» TAREFA A REALIZAR
Atualize todos os itens abaixo, trocando "frost-covered bush" por "snow-covered bush" e mantendo todo o resto inalterado. Reproduza as linhas sem as imagens.

== ITENS FORNECIDOS

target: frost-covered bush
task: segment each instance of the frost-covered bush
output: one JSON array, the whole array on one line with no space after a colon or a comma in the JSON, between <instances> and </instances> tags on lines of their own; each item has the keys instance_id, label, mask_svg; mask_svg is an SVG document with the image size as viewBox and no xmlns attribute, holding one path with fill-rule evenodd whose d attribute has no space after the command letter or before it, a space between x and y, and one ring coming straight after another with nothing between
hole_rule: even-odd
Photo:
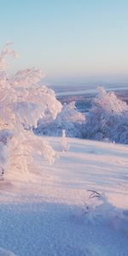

====

» RESPOSTA DO EXERCÍCIO
target: snow-covered bush
task: segment each instance of the snow-covered bush
output: one JSON array, the whole array on one line with no space after a colon or a comma in the JSON, between <instances> and </instances> tags on lines of their own; each item has the keys instance_id, label, mask_svg; mask_svg is an SVG document with the image size as viewBox and no xmlns attribute, holding one path with fill-rule evenodd whose d attribute has no space after the command letter or before it, a space between x and y, and one ring coming straight after another with nothing between
hole_rule: even-odd
Photo:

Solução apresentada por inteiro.